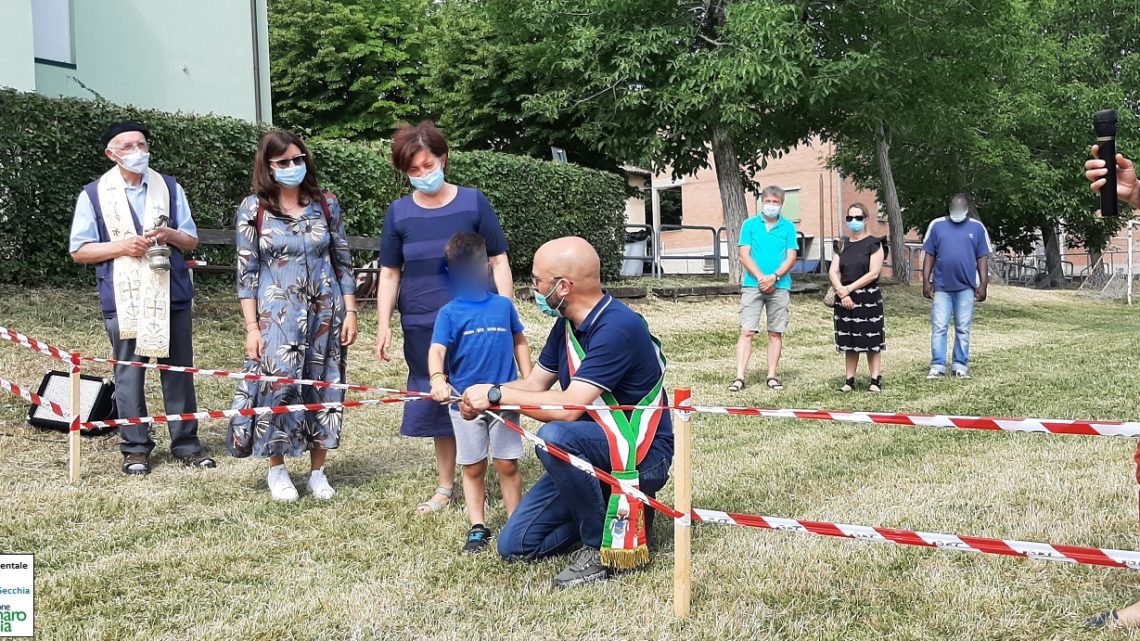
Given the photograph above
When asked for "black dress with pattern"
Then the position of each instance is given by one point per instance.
(860, 329)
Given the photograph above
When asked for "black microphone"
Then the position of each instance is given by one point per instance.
(1104, 123)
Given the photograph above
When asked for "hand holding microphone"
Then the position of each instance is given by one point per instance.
(1112, 175)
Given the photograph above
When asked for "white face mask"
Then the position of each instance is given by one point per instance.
(136, 162)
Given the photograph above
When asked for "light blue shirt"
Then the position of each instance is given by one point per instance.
(84, 229)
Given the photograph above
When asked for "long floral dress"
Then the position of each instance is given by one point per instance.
(299, 272)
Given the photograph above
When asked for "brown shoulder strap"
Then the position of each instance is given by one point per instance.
(324, 208)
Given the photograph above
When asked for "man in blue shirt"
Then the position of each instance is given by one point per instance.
(954, 274)
(92, 243)
(620, 360)
(767, 253)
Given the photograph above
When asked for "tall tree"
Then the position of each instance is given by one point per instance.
(644, 81)
(347, 69)
(1007, 120)
(913, 71)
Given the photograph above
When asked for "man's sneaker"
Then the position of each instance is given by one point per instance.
(585, 567)
(479, 536)
(281, 486)
(318, 485)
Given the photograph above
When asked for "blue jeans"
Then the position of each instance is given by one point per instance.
(961, 306)
(567, 506)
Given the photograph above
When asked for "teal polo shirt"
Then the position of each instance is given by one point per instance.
(768, 248)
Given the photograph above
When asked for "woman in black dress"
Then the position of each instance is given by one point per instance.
(858, 300)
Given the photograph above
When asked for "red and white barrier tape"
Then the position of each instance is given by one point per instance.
(1037, 551)
(64, 355)
(245, 412)
(1130, 429)
(960, 543)
(1045, 426)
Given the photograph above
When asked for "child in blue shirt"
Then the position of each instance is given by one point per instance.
(480, 338)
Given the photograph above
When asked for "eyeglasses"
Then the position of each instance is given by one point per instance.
(282, 163)
(131, 147)
(535, 281)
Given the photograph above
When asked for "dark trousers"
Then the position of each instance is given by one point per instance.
(567, 506)
(177, 389)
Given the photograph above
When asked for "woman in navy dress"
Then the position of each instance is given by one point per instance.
(412, 278)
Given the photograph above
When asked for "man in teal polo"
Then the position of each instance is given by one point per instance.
(767, 253)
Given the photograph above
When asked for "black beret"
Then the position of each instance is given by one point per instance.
(123, 127)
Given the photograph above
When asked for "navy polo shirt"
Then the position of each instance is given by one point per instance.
(620, 357)
(957, 248)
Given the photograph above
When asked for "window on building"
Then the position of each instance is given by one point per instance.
(51, 32)
(670, 205)
(791, 204)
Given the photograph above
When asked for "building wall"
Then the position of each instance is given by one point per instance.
(635, 205)
(17, 51)
(172, 56)
(803, 169)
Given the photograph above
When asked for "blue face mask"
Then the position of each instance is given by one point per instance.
(429, 184)
(544, 305)
(291, 176)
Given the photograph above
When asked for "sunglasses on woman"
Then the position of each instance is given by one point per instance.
(282, 163)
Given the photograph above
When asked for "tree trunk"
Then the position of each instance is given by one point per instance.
(888, 194)
(1056, 275)
(732, 195)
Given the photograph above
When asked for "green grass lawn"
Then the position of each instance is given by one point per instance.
(205, 554)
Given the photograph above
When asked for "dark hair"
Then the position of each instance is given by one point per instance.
(265, 184)
(465, 245)
(860, 207)
(409, 140)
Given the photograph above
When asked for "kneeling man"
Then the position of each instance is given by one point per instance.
(600, 353)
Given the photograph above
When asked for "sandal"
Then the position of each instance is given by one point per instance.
(431, 506)
(198, 461)
(1102, 619)
(136, 464)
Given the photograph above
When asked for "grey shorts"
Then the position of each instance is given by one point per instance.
(775, 306)
(473, 438)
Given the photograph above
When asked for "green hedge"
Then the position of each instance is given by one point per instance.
(49, 148)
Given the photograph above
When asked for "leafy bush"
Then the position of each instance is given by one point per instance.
(49, 149)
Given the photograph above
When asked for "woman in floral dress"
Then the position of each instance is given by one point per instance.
(294, 281)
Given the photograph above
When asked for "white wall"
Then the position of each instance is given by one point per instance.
(173, 56)
(17, 50)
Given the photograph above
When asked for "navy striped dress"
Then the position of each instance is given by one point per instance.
(413, 241)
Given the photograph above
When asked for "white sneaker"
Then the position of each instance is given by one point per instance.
(318, 485)
(281, 486)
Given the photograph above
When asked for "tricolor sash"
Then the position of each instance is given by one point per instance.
(141, 294)
(629, 437)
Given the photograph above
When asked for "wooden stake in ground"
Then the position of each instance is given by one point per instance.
(682, 502)
(73, 435)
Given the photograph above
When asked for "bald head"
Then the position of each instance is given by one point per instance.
(571, 258)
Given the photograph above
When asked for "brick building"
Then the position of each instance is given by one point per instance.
(816, 200)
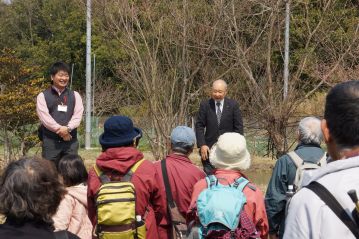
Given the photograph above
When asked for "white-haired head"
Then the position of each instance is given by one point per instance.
(309, 131)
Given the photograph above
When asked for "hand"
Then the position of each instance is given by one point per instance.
(273, 236)
(204, 152)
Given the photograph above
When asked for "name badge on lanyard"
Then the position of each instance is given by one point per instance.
(62, 108)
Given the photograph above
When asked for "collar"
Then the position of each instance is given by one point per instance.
(179, 157)
(332, 167)
(302, 145)
(222, 102)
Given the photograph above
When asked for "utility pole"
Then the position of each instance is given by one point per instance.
(88, 76)
(286, 49)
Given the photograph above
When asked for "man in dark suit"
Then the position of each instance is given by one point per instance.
(216, 116)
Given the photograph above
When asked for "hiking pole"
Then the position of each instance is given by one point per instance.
(355, 213)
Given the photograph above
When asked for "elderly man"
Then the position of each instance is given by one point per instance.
(309, 215)
(216, 116)
(284, 172)
(60, 112)
(182, 175)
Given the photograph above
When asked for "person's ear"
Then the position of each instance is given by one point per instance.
(325, 131)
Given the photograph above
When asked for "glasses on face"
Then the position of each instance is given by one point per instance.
(218, 91)
(62, 75)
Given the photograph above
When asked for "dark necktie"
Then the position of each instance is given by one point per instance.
(219, 112)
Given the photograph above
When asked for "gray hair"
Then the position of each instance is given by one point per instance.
(310, 131)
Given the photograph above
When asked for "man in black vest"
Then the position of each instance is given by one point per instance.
(60, 112)
(216, 116)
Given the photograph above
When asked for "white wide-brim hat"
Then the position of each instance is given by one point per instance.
(230, 152)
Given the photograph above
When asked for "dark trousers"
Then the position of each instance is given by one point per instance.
(54, 150)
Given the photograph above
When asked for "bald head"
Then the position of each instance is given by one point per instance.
(310, 131)
(219, 90)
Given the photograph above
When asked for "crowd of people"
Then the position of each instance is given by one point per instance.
(125, 195)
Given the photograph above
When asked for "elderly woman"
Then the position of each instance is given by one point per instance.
####################
> _THE PROBLEM_
Count the lines of the material above that contain the word "green", and reply with that number alone.

> _SOLVED EXERCISE_
2